§ **List of tasks**:
1 – Rewrite the paragraph that begins "Why a red fox?" in the Red Fox Society text below as a short bulleted list, keeping its main facts.
2 – Pick up the Red Fox Society text below and keep writing it, starting after its last paragraph, the one that explains the red fox name.

§ **Text block**:
Indigenous youth, young people in the LGBTQ+ community, and others with disadvantaged backgrounds face barriers that prevent them from achieving their full potential. It is an unfortunate reality in Vancouver and BC. The good news is that these youth can benefit from group programmes that encourage them to learn, grow, and succeed. Many pursue educational endeavors that they could not accomplish without the support of non-profits and charitable groups in the area. DP World spotlights organizations such as Red Fox Society that contribute to the lives of at-risk Canadian youth.
Red Fox Society, founded in 2006, promotes healthy living among children and youth and offers training and employment opportunities for young adults.
Global Becomes Local
When Vancouver was selected to host the 2010 Winter Olympics, the Government of British Columbia also invested money in local communities to support active and healthy lifestyles for all. At the time, Emma Sutherland, founder and director of Red Fox, was working with Indigenous people throughout Vancouver as a part of Vancouver’s parks and recreation initiatives. So, when she was charged with establishing a recreation program for underserved youth, particularly Indigenous, racialized, and low-income children and young adults, Sutherland reached out to her contacts for guidance and ideas. Coleen Patterson of the Mohawk Nation suggested calling the new organization Red Fox.
Why a red fox? Many Indigenous people believe in the concept of the medicine wheel, a circle divided into four quadrants: red, yellow, black, and white. Each color represents aspects of health, well-being, and the natural world. Red often represents physical health and vitality. Foxes, for many First Nations, represent cleverness, resilience, and a love for family. A red fox is healthy, strong, and able to overcome barriers to support its family and community.

§ **Extracted entries**:
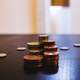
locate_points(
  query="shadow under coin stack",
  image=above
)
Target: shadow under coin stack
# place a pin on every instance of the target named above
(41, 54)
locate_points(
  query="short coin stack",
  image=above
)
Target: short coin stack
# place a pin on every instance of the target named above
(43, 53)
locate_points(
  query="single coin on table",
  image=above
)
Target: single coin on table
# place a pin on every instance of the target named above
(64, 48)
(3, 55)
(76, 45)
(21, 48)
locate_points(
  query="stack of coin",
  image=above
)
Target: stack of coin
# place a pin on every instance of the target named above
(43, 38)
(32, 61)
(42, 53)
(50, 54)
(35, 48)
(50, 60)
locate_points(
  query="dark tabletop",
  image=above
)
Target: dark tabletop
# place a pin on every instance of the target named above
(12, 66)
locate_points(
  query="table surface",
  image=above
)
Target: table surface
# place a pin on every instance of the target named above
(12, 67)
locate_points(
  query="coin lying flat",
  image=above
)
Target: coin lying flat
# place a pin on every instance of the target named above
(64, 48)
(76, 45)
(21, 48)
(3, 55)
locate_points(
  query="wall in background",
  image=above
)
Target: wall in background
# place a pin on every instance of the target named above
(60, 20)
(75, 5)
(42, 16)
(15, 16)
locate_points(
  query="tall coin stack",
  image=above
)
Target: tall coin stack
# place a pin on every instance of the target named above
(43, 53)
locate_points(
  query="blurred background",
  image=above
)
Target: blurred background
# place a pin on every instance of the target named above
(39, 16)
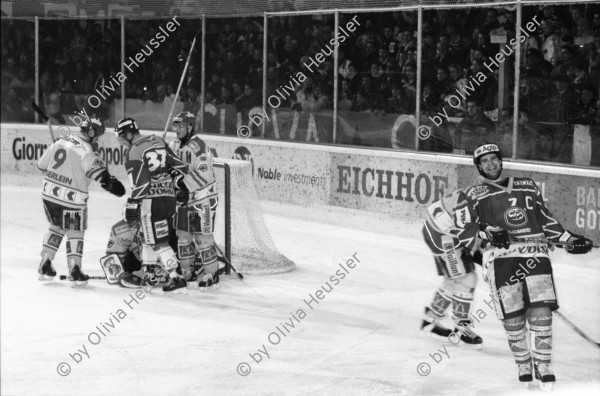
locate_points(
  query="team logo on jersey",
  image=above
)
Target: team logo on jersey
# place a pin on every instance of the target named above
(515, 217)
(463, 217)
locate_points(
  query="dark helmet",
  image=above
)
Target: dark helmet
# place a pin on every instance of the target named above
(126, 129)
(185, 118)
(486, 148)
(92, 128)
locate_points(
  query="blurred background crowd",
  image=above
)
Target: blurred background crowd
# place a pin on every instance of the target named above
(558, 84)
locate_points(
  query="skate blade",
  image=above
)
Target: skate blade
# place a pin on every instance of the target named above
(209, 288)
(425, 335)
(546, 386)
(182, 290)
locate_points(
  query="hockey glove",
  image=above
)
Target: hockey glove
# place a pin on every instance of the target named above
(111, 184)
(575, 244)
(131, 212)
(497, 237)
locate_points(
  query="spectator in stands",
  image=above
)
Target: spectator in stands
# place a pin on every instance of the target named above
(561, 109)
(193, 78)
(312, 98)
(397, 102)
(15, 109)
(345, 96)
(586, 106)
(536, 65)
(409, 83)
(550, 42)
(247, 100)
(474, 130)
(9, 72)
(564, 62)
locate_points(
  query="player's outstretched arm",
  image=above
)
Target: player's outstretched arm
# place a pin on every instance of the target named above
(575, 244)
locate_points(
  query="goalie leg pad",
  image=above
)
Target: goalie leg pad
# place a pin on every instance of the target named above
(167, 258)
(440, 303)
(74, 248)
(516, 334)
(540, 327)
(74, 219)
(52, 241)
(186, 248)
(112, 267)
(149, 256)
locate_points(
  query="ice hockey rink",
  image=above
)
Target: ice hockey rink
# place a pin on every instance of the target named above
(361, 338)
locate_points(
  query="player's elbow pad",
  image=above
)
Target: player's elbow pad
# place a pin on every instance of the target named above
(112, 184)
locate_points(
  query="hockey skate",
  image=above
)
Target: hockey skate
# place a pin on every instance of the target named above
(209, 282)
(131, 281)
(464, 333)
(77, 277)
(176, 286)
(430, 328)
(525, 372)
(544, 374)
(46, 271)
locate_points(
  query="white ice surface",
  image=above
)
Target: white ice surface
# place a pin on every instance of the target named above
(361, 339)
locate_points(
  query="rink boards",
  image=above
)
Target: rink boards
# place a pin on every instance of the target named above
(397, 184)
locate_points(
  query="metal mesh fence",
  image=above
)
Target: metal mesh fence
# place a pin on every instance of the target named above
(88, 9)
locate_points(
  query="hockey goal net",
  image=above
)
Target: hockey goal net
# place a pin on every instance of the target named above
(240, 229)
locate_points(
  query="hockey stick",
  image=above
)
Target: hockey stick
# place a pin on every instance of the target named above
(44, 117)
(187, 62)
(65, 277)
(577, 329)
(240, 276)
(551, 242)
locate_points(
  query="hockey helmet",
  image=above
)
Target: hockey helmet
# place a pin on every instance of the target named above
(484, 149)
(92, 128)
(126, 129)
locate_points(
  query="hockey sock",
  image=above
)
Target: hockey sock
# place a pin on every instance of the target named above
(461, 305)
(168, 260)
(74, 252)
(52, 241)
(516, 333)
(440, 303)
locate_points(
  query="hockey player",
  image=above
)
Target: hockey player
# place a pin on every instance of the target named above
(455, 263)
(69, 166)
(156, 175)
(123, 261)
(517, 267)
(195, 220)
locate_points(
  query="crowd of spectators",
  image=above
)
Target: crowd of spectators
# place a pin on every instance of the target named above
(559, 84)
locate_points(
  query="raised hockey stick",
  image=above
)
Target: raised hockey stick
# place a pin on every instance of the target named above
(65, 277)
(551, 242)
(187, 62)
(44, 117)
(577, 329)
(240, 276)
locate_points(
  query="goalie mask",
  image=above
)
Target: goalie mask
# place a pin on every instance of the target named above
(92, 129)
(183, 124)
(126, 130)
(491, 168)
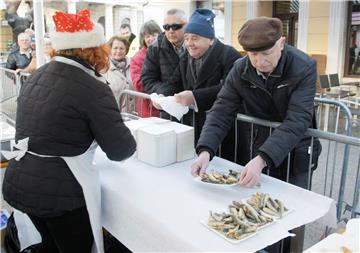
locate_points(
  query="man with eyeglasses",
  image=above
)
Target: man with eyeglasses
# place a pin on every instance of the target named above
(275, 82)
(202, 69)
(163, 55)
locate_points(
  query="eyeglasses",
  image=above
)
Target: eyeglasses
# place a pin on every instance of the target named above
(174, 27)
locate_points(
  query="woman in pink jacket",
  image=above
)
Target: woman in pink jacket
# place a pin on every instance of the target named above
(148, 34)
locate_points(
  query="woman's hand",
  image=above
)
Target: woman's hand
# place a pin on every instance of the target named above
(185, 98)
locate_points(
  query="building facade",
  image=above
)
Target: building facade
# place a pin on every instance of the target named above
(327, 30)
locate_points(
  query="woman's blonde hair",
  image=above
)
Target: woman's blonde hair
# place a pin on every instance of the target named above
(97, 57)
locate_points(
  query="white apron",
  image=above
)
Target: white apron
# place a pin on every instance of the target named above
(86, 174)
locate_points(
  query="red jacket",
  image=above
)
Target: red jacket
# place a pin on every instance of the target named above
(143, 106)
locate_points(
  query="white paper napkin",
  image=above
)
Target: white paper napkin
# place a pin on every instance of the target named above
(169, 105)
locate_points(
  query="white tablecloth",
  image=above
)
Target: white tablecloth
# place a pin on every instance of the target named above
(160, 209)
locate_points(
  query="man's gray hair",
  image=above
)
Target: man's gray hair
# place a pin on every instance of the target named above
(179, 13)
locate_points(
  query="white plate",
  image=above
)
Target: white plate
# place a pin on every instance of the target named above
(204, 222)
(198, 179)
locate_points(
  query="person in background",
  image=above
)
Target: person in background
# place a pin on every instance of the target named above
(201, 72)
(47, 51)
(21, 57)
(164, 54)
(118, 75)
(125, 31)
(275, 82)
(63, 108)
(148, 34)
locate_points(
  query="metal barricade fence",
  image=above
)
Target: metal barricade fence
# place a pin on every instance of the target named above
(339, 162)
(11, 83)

§ **Outputs in order**:
1 –
- Many Indigenous people believe in the medicine wheel. It is a circle split into four quadrants: red, yellow, black, and white.
- Each color stands for aspects of health, well-being, and the natural world. Red often stands for physical health and vitality.
- For many First Nations, foxes stand for cleverness, resilience, and love of family.
- A red fox is healthy and strong, and it can overcome barriers to support its family and community.

2 –
Bringing Play to the Community
With their free recreational and training programmes, Red Fox Society provides a safe space for the youth it serves. An important part of childhood is play. Play helps children learn about themselves and others, to develop healthy habits for life, and to experience the pure joy of it. For many low-income kids, however, carefree play is hard to come by because of equipment costs and a lack of safe spaces to play. Red Fox makes up that difference with programmes throughout Metro Vancouver where they provide the space and the supplies. Perhaps most importantly, kids also meet Red Fox’s youth leaders and young adult employees who are Red Fox program alumni themselves.
Active play groups for children meet at Metro Vancouver schools and parks throughout the year. Red Fox brings games, simple obstacle courses, pogo sticks, hula hoops, flower sticks, and balls. Under the supervision of youth leaders, the children can learn new things and make friends. Red Fox also offers a drum and powwow dance group which meets weekly and performs throughout Vancouver. Red Fox’s Creative Cafe programme brings powwow music, dancing, and active play together with cultural and environmental education, as well as storytelling and art.
During the lockdown portion of the COVID-19 pandemic, Red Fox altered its program delivery, offering more drum circles and dance groups, and Zooming to provide programming into elementary schools.
Red Fox has recently added a partnership with Hub Cycling, a cycling education organization. For many low-income families, a bike is a significant and unmanageable expense. A bike can be a game-changer, though; it can greatly expand a child’s mobility and a young adult’s ability to travel to school or work. Hub Cycling trains Red Fox’s youth leaders on cycling education. Red Fox and HUB source used bikes and fixes them up. Programme recipients are given thorough cycling training and road safety lessons, before receiving their bike and helmet.
Developing Life and Leadership Skills
The Red Fox leadership continuum is structured so that each age group learns from the one above, giving all participants the opportunity to grow into leadership positions. Programme Participants (age five through 10) are guided by Junior Leaders (age 11 through 13) and can transition into Junior Leaders. Junior leaders are led by and learn how to become Youth Leaders (age 14 through 20), by assisting and being mentored by the Red Fox staff.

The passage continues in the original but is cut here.